## DIRECTIONS
Please put the records below into a two-column CSV with the columns input and output, starting with the line that contains "of the rear" and going on through the end of the records. Give one row for each record, with its text and its answer each in one quoted field and line breaks turned into spaces.

————

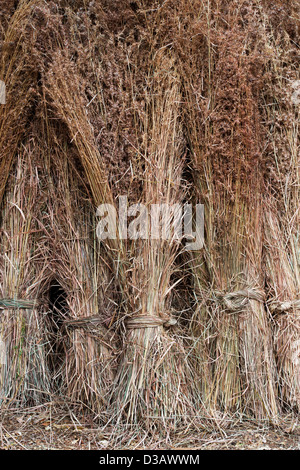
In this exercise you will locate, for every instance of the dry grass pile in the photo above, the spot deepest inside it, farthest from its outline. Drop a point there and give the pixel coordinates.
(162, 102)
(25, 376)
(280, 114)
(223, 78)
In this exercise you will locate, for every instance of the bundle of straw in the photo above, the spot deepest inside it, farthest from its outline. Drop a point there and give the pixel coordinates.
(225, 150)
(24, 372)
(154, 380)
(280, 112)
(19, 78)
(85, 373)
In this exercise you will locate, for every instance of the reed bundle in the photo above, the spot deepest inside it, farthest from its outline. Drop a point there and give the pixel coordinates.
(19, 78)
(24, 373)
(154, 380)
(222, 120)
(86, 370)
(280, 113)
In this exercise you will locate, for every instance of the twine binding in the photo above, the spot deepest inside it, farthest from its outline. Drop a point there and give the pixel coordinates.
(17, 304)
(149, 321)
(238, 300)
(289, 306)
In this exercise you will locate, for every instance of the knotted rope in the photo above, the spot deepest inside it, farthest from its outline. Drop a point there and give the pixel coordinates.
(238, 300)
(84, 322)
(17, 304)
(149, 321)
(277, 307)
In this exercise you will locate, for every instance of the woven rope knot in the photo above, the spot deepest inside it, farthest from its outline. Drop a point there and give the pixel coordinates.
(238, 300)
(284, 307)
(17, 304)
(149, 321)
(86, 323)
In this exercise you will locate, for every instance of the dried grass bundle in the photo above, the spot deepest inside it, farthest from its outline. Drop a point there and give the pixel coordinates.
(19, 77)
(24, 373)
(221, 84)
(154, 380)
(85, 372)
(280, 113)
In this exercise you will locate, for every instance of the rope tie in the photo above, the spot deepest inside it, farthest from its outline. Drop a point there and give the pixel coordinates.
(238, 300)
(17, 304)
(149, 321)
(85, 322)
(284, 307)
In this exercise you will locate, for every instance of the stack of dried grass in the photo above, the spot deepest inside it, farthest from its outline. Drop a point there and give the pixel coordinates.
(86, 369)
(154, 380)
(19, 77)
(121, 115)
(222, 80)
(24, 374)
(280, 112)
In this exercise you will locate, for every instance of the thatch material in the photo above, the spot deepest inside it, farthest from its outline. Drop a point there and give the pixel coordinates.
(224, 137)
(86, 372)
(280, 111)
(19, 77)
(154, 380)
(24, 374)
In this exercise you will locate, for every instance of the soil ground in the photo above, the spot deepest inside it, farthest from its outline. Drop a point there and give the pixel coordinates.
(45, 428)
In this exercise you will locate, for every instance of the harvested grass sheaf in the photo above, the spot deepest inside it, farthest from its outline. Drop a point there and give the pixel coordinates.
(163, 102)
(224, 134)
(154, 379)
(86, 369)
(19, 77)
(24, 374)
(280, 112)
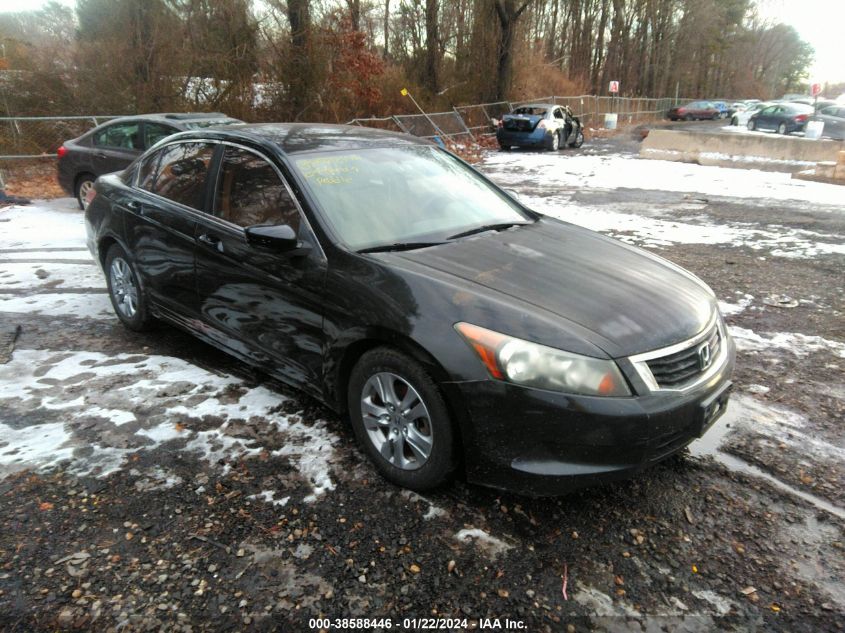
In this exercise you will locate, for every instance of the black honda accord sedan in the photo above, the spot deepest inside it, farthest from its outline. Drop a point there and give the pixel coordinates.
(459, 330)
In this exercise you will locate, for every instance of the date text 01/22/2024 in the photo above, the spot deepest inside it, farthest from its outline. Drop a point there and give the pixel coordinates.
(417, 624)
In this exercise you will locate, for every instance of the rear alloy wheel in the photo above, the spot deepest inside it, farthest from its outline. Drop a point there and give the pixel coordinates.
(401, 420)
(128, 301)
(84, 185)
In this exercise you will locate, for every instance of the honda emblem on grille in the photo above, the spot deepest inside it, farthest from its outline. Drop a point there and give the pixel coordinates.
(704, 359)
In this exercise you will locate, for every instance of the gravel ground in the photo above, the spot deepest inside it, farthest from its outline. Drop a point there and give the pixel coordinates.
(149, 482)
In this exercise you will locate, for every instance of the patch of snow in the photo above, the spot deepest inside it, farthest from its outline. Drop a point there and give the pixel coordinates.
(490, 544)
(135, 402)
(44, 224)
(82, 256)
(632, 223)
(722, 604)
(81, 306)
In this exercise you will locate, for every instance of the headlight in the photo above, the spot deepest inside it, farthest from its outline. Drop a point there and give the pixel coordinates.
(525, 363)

————

## RESPONSE TO THIS EXERCISE
input,output
"In this exercise you will locate, for every instance of the rear alloy wheel in the photo above, the spot deepest inside it, farthest from its outline. Drop a point there and give the pixel coordinates.","(401, 420) (128, 301) (84, 185)"
"In this exercise you will locate, for every instance of the honda emblem on grille in the photo above, the spot deepest inside it, farthest from its outline. Drop a point there and give the pixel coordinates.","(704, 359)"
"In this exercise you will locate, for every instance of the gravel ground in the photo above, the spot deepest inside it, farthest from its outline. Drop a point there and give the pixel coordinates.","(149, 482)"
"In this exercise you will locate, for every instance of the patch of snow in the photo above, the spot deepest inside it, farthest from its outline. Drop a point there and give the pixel coordinates.","(490, 544) (135, 402) (44, 224) (82, 256) (632, 223) (722, 604) (81, 306)"
"In this exercise you will locate, for every instance of the headlight in the photo above, the spot deepest inside it, farthest from its outline. Drop a point there and give the pixel coordinates.","(525, 363)"